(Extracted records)
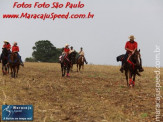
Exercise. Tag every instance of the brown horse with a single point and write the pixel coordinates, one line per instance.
(14, 64)
(5, 67)
(80, 63)
(132, 67)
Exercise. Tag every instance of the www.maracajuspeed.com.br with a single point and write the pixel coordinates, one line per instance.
(52, 16)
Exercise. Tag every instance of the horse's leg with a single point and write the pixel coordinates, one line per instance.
(8, 68)
(68, 70)
(62, 69)
(17, 71)
(2, 69)
(14, 71)
(11, 71)
(130, 78)
(133, 82)
(77, 67)
(126, 73)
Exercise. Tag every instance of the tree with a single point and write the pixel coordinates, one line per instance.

— Given problem —
Rewrite the lines of the records above as a numbered list, skipping any blank lines. Include every record, but leave the pictures out.

— Solved exercise —
1. Exercise. Tag every instance of the brown horse with a single point and write the pixel coordinates, one line per instance.
2. (14, 64)
3. (5, 67)
4. (80, 63)
5. (132, 67)
6. Exercise. Tag every instance of the www.maracajuspeed.com.br with a single point and write the pixel coordinates, one line per instance.
7. (52, 16)
8. Exercise. Tag every instance of the horse's leg with a single point and write the pixel coordinates, one line per instance.
9. (8, 68)
10. (68, 70)
11. (62, 69)
12. (17, 71)
13. (2, 69)
14. (14, 71)
15. (11, 71)
16. (130, 78)
17. (133, 82)
18. (77, 67)
19. (126, 73)
20. Exercise. Tag every instance of the tree with a single point and write the pixel coordinates, one line per instance.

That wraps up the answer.